Stored items:
· · · · · · ·
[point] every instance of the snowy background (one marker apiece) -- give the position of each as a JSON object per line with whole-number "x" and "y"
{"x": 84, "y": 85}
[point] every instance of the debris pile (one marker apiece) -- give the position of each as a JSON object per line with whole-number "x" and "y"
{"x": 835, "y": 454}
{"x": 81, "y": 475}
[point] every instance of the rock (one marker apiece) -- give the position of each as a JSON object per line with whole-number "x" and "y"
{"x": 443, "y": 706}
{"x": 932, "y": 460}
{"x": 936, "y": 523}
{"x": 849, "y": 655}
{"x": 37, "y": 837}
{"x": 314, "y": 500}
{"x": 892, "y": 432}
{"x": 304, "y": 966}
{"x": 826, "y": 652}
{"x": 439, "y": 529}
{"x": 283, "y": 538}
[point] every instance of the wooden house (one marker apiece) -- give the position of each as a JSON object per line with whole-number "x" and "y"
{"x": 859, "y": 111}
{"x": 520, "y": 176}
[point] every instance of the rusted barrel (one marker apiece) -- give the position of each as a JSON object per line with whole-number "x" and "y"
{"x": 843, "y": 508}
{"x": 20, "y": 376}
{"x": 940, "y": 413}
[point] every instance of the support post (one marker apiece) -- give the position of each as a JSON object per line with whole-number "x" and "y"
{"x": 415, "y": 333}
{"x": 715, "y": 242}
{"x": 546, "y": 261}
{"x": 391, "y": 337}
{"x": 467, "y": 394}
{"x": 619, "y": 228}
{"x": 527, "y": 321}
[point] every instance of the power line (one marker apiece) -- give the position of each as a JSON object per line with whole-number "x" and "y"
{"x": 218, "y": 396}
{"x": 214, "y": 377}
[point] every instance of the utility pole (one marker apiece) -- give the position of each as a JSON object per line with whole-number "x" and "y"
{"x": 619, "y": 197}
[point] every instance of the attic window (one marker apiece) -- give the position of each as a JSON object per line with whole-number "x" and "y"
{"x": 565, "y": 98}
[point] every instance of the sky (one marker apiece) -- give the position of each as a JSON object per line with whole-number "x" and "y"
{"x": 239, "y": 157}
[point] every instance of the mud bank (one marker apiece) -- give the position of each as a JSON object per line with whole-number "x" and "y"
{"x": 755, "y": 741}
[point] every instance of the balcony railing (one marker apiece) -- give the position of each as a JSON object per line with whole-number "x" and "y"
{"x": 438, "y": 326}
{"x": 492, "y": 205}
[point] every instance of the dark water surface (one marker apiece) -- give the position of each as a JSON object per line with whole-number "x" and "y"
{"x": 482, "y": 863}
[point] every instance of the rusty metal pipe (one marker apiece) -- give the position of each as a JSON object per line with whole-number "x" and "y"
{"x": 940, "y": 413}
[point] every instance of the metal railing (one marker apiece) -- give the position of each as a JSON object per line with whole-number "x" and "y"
· · · · · · ·
» **What you have to do**
Rewrite all of the data above so that "one marker apiece" becomes "a single marker each" wherever it occurs, with every other word left unchanged.

» **Result of this exercise**
[point] every instance of the snowy background (a single marker each) -- give the position of each as a JSON object per line with whole-number "x" and "y"
{"x": 84, "y": 85}
[point] every instance of the debris pile (a single marker each) -- give the position of each as a JSON object per line with whole-number "x" and "y"
{"x": 835, "y": 454}
{"x": 81, "y": 475}
[point] every instance of the rock (a single marker each) -- give the position of each as a JSON object per line with whole-number "x" and "y"
{"x": 443, "y": 706}
{"x": 932, "y": 460}
{"x": 936, "y": 523}
{"x": 849, "y": 655}
{"x": 37, "y": 837}
{"x": 314, "y": 500}
{"x": 892, "y": 432}
{"x": 304, "y": 966}
{"x": 826, "y": 652}
{"x": 439, "y": 529}
{"x": 283, "y": 538}
[point] every instance of the wooden house (a single marker each) -- give the position of each as a JSON object per line with whole-number "x" and "y"
{"x": 859, "y": 111}
{"x": 520, "y": 176}
[point] every instance of the rusted barrel (a single marker each) -- give the position of each as a JSON object per line with whole-number "x" and "y"
{"x": 843, "y": 508}
{"x": 20, "y": 376}
{"x": 940, "y": 413}
[point] every instance of the support post (a single marker each) -- give the position of each as a JSON object per line with whole-number "x" and "y"
{"x": 415, "y": 333}
{"x": 715, "y": 242}
{"x": 546, "y": 261}
{"x": 391, "y": 337}
{"x": 467, "y": 394}
{"x": 619, "y": 228}
{"x": 527, "y": 321}
[point] every instance of the power line (a single marker each) -- give the position of each as a JSON object per line with whole-number "x" and "y"
{"x": 218, "y": 396}
{"x": 214, "y": 377}
[point] every instance of the utility pole (a single marker each) -- give the position of each as a JSON object per line with whole-number "x" and "y"
{"x": 619, "y": 197}
[point] every instance of the attic window (a single marker each) -- give the position of each as a JSON object per line with whole-number "x" and "y"
{"x": 565, "y": 98}
[point] every instance of the sky (a single marker each) -- give the position of each as a JSON object per line with whole-number "x" and "y"
{"x": 239, "y": 157}
[point] every instance of the mud bank (a single marker each) -- give the position of each as a JSON object per line with whole-number "x" and "y"
{"x": 755, "y": 741}
[point] every instance of the balcony railing (a single marker each) -- give the position of each as a JSON object per line with whole-number "x" and "y"
{"x": 438, "y": 326}
{"x": 492, "y": 205}
[point] every instance of the dark water surface (a single marker each) -- give the position of each as a JSON object per line with whole-number "x" and "y"
{"x": 482, "y": 863}
[point] every instance of the rusty metal pipe (a single marker each) -- give the position of each as a JSON object per line with whole-number "x" and "y"
{"x": 940, "y": 413}
[point] every instance of the metal railing (a single marker each) -- give the position of each as a JSON object per line with whole-number "x" and "y"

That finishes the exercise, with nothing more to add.